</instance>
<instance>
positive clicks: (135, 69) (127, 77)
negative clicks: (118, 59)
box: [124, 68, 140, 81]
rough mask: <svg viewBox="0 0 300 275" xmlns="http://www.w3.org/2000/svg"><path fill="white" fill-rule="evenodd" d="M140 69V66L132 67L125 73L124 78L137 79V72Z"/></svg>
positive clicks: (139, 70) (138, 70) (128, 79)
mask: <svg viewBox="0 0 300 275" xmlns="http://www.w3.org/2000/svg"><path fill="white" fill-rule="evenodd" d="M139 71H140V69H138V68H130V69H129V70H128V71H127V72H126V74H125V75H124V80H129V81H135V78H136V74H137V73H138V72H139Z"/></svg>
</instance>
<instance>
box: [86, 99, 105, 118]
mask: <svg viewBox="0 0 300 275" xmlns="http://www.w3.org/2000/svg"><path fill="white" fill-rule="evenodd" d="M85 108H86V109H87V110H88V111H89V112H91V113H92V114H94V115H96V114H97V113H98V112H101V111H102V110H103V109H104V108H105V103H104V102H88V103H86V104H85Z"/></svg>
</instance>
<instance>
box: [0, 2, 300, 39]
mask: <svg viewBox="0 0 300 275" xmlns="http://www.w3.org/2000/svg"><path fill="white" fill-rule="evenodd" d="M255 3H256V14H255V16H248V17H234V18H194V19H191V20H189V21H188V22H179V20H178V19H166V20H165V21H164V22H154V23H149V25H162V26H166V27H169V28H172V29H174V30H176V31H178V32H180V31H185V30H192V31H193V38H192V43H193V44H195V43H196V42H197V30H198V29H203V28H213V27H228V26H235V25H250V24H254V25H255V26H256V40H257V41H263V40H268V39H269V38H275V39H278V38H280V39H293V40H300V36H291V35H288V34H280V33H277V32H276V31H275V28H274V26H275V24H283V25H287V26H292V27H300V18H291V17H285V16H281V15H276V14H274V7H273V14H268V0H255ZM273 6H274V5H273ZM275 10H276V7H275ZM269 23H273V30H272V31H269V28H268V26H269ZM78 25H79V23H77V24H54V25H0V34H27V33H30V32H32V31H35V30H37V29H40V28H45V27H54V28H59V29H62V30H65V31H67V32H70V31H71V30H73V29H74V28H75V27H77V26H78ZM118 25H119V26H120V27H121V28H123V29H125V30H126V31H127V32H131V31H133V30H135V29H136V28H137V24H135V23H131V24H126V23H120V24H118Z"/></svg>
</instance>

┄┄┄┄┄┄

TASK INSTRUCTIONS: State how many lines in the entries above contain the string "positive" with matching case, and reply with the number alone.

EXERCISE ANSWER: 2